[INSTRUCTIONS FOR THE TASK] Exactly the lines from the one containing "output_spec: JSON array" through the final line of the data are to be written out again, with nothing added.

######

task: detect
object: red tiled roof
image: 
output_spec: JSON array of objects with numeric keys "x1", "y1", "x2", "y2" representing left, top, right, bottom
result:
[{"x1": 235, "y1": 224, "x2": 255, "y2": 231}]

######

[SOLUTION TO THIS EXERCISE]
output_spec: JSON array of objects with numeric keys "x1", "y1", "x2", "y2" representing left, top, right, bottom
result:
[{"x1": 235, "y1": 224, "x2": 255, "y2": 231}]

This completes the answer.